◆ Task to complete ◆
Output the lines starting at the line that has "Put one point on each instance of the pine branch." and ending after the line that has "Target: pine branch", copied with no changes. Omit the pictures from your answer.

◆ Material provided ◆
- - - - - - -
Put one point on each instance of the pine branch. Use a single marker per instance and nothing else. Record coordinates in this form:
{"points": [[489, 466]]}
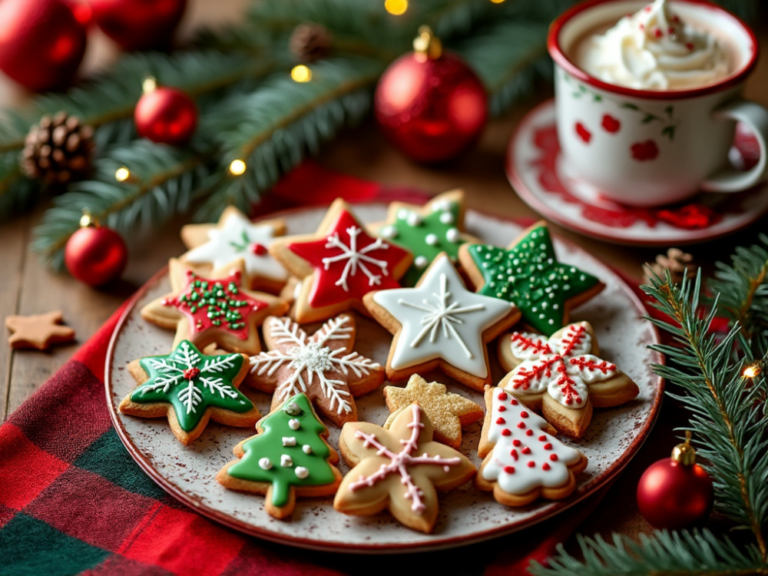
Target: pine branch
- - - - - - -
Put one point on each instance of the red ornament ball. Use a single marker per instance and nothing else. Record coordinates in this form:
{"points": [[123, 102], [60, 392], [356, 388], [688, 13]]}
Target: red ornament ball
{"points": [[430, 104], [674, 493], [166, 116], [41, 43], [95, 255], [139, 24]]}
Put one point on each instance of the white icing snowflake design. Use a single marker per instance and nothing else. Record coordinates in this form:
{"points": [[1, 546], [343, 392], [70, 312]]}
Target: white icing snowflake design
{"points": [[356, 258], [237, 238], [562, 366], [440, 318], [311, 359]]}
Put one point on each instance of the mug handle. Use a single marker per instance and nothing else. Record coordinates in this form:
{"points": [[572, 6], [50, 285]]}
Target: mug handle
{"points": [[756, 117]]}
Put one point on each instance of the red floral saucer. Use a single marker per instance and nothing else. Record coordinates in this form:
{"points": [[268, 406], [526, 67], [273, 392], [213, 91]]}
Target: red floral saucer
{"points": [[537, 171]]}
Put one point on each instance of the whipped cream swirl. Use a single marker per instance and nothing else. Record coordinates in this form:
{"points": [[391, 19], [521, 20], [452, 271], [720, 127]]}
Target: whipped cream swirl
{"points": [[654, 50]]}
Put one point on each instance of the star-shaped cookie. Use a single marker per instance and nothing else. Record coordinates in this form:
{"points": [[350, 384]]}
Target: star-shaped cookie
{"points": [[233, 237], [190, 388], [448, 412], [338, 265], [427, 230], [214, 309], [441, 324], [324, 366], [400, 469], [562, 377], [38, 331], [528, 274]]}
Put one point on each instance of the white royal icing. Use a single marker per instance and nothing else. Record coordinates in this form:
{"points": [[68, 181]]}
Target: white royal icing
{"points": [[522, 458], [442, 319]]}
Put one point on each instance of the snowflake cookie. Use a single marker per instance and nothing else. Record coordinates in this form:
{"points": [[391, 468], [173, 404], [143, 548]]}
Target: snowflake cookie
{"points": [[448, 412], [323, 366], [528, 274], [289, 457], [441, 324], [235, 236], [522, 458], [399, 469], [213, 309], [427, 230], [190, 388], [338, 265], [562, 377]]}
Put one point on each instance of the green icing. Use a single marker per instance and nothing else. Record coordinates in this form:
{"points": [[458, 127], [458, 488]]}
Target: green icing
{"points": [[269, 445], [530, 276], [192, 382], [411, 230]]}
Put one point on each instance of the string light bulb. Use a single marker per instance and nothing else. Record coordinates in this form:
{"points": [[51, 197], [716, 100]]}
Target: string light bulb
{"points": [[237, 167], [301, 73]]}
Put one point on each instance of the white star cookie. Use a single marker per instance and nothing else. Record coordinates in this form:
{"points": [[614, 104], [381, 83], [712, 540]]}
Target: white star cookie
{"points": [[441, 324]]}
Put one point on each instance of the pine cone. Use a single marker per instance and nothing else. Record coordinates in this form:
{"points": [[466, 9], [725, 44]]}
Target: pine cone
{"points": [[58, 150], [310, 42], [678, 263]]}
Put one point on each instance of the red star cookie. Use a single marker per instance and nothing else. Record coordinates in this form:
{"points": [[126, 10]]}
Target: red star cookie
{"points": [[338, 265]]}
- - - - - - -
◆ Completed exercise ◆
Put one point on each instance of the pine branch. Use a single marker per instance and nothing else. Record coordinates in this form:
{"points": [[489, 466]]}
Target: pine branch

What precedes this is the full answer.